▶ [WHAT NEEDS TO BE DONE]: Edit the stretch from the start of the items through the line containing "POLYGON ((17 94, 25", changing "red taillight" to "rear brake light" and leaving every other part unchanged.

Start of GIVEN RECORDS

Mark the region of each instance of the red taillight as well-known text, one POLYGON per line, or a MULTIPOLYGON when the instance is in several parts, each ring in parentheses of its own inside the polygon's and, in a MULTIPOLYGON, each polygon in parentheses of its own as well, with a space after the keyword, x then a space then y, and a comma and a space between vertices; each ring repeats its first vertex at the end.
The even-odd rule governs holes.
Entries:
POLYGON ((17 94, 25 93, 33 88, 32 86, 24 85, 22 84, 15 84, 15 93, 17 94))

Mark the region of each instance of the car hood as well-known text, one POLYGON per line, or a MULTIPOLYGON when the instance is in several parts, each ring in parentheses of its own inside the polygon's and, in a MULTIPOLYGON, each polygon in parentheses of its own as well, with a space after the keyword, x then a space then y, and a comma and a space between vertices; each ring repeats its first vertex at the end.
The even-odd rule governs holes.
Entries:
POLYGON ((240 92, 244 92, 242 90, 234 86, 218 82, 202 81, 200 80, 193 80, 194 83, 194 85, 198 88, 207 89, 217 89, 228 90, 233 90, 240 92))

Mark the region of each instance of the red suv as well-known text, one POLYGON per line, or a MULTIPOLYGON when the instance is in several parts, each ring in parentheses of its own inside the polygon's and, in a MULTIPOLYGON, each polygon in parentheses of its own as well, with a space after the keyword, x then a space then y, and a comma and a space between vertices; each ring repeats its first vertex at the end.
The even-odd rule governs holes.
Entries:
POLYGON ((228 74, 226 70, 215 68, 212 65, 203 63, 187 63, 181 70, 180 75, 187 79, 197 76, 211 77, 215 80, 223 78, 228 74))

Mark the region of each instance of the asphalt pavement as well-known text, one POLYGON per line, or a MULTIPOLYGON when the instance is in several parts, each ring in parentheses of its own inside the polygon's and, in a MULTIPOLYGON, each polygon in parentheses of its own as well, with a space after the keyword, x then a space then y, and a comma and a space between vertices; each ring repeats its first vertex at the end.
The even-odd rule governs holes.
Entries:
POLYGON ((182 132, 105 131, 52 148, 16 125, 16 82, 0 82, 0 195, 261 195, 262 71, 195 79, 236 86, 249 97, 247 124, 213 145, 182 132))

End of GIVEN RECORDS

▶ [ANSWER FOR THIS EXERCISE]:
Mark the region of each instance of the rear brake light as well-known text, one POLYGON per line, or a MULTIPOLYGON when the instance is in several parts, each ring in parentheses of its own inside the polygon's and, in a MULTIPOLYGON, each polygon in parentheses of its own as well, with a space after the keyword, x then a space then y, and a comma and a space between vertices; each ring repeats its first vertex at the end.
The even-odd rule governs holes.
Entries:
POLYGON ((17 94, 25 93, 33 88, 32 86, 24 85, 22 84, 15 84, 15 93, 17 94))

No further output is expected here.